> LISTING:
_ _ _
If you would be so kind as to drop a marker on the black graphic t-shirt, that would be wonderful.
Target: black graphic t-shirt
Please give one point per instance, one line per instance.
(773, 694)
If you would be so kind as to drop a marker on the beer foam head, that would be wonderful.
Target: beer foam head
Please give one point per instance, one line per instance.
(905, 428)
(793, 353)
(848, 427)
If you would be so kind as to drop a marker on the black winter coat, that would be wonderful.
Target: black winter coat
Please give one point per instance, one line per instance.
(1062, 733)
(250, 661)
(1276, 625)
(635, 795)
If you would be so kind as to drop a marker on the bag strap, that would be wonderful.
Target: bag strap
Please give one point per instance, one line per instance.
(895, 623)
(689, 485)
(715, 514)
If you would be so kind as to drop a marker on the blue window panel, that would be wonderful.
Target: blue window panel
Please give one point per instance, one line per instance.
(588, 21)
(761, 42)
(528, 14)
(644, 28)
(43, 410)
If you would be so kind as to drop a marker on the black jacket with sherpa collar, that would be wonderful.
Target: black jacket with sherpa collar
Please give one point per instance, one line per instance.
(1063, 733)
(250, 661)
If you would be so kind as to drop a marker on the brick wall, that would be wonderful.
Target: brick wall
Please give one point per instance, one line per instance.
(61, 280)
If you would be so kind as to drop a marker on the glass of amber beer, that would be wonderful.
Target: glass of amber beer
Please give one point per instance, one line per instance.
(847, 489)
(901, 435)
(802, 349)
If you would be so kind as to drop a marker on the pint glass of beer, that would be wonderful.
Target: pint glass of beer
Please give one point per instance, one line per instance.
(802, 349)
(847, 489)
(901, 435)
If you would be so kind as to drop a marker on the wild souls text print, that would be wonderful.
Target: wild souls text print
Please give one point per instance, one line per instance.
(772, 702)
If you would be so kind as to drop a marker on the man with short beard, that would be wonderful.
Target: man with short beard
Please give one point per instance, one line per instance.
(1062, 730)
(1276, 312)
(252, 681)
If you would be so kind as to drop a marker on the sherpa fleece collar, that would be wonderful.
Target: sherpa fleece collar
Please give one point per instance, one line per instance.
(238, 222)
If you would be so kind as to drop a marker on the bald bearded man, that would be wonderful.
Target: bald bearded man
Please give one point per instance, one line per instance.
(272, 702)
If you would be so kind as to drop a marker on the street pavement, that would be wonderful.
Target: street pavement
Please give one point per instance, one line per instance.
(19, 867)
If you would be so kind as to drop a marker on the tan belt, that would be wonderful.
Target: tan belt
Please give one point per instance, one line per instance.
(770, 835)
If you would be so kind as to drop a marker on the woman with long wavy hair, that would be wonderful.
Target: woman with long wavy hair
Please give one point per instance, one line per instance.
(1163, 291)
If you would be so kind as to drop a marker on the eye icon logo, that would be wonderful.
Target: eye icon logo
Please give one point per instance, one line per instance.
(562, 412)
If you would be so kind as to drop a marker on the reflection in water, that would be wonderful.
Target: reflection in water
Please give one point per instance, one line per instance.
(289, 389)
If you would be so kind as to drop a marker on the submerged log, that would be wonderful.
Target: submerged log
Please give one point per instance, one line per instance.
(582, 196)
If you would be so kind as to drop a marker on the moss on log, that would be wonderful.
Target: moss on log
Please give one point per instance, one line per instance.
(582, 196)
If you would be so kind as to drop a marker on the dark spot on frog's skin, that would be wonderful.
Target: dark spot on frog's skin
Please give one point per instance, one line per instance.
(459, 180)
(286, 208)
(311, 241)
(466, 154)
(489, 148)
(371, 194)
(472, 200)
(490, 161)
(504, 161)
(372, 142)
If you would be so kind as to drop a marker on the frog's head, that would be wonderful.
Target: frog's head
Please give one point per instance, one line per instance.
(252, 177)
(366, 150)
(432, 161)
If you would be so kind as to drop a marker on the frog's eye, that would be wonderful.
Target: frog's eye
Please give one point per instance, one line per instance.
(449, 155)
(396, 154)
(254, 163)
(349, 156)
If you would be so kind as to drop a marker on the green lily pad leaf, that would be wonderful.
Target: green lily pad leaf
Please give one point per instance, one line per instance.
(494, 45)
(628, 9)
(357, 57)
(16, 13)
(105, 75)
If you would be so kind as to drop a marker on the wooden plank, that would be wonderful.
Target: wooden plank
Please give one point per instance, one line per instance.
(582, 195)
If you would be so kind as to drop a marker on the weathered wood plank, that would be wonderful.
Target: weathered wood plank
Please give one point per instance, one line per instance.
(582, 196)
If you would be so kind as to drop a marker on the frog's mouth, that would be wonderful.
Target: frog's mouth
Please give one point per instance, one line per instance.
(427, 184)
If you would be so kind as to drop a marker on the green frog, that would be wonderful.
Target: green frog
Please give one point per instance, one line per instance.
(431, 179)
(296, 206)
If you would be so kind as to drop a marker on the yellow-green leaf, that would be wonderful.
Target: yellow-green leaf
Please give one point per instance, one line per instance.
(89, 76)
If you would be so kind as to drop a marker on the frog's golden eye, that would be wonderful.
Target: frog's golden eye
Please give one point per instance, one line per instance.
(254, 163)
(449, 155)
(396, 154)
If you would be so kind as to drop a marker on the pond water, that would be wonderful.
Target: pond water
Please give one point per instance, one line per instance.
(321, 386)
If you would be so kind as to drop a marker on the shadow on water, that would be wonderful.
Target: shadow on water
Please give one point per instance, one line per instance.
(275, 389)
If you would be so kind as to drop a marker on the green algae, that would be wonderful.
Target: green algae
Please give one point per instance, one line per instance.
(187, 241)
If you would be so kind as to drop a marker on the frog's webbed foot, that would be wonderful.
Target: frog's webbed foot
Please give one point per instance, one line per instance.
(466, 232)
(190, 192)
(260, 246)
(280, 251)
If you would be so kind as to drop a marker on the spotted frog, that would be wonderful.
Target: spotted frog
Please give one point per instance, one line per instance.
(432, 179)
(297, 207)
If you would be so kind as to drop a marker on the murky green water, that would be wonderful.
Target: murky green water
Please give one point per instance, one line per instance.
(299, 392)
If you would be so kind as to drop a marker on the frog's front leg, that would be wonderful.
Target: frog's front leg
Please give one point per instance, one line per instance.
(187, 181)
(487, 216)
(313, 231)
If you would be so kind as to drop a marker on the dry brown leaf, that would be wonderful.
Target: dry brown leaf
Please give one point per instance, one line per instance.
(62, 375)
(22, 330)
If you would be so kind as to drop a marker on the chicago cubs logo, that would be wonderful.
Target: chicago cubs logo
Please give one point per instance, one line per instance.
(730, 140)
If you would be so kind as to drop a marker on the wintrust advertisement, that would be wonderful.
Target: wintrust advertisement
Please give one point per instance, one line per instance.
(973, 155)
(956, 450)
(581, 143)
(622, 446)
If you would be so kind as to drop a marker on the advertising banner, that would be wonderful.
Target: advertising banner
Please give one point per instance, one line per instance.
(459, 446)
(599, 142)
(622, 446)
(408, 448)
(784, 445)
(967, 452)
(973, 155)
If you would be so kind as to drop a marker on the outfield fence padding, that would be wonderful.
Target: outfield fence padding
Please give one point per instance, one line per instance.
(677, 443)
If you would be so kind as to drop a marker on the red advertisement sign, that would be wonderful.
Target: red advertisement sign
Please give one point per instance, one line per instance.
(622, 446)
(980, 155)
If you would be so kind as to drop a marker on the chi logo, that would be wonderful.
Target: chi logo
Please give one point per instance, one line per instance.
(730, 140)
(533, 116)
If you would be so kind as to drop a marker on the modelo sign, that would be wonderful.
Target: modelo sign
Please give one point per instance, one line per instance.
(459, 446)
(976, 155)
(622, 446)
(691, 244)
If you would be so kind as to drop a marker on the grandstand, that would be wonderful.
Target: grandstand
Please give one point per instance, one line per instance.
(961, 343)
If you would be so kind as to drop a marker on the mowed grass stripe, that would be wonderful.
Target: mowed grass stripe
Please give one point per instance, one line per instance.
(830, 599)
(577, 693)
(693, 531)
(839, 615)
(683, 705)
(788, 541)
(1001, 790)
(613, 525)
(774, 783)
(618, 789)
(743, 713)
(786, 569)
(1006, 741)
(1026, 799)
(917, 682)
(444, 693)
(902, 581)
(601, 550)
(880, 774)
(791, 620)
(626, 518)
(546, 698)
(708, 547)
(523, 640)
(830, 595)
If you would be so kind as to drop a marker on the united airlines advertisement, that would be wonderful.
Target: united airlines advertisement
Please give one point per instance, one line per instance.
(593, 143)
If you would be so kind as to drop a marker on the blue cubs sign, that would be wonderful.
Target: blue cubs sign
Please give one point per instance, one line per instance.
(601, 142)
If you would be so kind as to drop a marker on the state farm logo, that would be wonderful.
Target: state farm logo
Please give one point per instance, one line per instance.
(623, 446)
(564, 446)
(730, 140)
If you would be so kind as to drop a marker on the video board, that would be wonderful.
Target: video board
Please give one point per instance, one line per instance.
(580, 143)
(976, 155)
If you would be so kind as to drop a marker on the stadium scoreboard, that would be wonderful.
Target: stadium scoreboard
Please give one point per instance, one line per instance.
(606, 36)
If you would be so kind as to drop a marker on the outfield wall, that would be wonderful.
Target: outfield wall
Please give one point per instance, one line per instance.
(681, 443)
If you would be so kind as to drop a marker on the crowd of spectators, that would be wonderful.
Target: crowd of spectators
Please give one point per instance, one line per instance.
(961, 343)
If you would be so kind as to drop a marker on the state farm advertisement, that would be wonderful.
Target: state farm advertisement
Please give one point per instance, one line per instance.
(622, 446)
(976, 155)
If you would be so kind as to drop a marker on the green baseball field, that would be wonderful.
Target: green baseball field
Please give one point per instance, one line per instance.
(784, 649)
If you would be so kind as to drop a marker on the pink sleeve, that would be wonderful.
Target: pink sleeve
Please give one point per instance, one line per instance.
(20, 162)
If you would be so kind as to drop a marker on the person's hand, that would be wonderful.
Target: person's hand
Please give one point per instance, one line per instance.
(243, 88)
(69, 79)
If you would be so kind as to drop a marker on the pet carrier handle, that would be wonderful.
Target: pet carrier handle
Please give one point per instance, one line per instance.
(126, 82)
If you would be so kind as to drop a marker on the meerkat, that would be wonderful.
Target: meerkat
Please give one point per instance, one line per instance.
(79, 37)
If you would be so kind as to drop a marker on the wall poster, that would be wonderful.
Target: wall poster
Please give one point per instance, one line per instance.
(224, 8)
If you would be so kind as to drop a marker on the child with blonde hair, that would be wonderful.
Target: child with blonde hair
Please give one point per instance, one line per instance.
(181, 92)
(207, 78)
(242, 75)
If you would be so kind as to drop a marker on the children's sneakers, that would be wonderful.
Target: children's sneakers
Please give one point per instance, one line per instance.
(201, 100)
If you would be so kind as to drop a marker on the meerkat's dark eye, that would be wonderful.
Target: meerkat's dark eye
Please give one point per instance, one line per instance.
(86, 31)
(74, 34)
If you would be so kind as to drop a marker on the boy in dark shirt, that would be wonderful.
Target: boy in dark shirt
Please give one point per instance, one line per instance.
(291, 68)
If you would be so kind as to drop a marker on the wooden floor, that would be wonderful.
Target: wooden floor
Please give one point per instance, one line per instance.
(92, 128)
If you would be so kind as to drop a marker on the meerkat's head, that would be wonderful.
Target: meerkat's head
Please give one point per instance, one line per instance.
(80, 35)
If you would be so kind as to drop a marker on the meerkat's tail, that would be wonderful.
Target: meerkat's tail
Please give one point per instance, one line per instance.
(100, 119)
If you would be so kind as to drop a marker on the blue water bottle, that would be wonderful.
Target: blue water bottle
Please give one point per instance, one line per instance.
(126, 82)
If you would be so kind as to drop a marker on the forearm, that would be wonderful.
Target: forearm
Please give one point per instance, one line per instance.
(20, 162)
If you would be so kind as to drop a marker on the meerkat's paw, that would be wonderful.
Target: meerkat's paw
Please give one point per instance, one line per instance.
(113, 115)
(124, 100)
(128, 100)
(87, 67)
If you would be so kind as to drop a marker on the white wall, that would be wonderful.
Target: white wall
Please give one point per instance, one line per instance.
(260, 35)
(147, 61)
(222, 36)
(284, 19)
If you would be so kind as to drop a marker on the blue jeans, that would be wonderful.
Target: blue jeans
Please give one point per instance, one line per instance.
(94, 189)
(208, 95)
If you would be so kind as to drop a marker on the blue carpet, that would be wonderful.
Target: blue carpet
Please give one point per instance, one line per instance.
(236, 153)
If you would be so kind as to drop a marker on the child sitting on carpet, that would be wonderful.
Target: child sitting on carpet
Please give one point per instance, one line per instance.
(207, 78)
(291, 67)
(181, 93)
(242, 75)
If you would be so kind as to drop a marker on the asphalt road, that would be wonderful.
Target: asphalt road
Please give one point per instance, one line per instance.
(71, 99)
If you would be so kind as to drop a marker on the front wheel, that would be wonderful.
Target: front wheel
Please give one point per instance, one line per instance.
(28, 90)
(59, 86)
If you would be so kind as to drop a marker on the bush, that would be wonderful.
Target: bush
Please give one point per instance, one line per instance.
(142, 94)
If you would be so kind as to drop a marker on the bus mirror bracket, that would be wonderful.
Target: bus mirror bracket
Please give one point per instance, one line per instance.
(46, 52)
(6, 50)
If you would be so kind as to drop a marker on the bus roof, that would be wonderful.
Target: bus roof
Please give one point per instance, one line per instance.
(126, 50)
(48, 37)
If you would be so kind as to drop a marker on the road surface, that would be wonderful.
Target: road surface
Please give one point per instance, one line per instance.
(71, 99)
_ _ _
> WORK REQUIRED: Reproduce the records word for word, beginning at the line that contains "roof, that would be wonderful." and continuing through the last line of the records.

> FULL ANSWER:
If you would be so kind as to drop a marker on the bus roof, that would be wonderful.
Target: bus roof
Please give one point per instance, one line per instance.
(126, 50)
(48, 37)
If you would be so kind as to drop a marker on the road surface, that would be wonderful.
Target: road surface
Please give one point per instance, one line per instance.
(71, 99)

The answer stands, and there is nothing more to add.